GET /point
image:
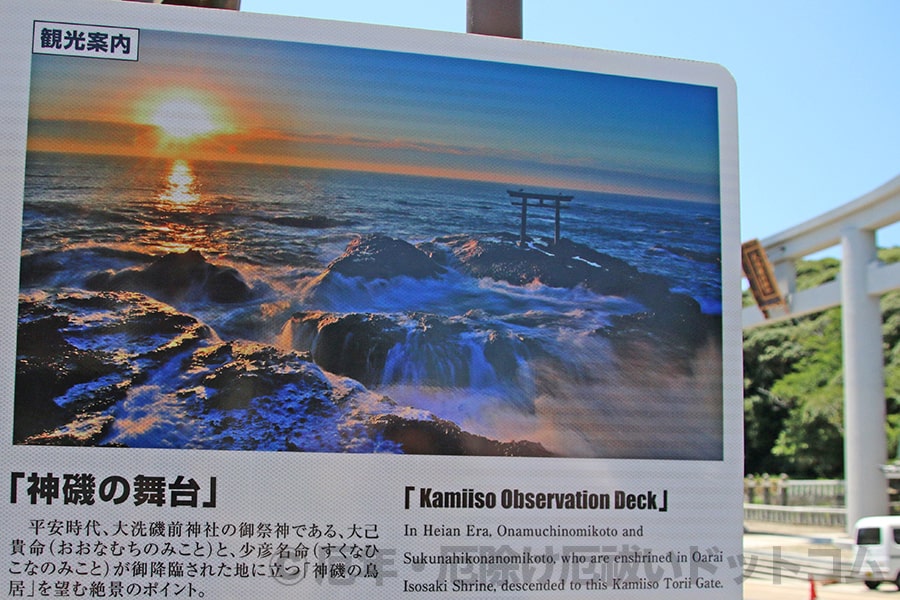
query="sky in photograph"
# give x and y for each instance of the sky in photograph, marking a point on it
(250, 100)
(817, 81)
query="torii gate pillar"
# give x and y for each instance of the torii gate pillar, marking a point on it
(865, 443)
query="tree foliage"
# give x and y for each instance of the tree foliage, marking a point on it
(793, 384)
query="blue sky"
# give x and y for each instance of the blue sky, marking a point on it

INSTRUCTIONS FOR THE TASK:
What is needed is every record above, restated word for word, with the pictures left out.

RESPONSE TO THE TASK:
GET /point
image:
query="sky in photograph"
# give x and y for each instance of the sky in photograph, marking a point on it
(250, 100)
(817, 81)
query="torii gate pillar"
# give x and y for each instance of the torii gate pillar, marking a point on it
(865, 443)
query="tree foliage"
# give x and y for each instance of the tree foliage, marking a point on it
(793, 384)
query="blue sky"
# give x and y for each instance of the blue sky, marking a point on it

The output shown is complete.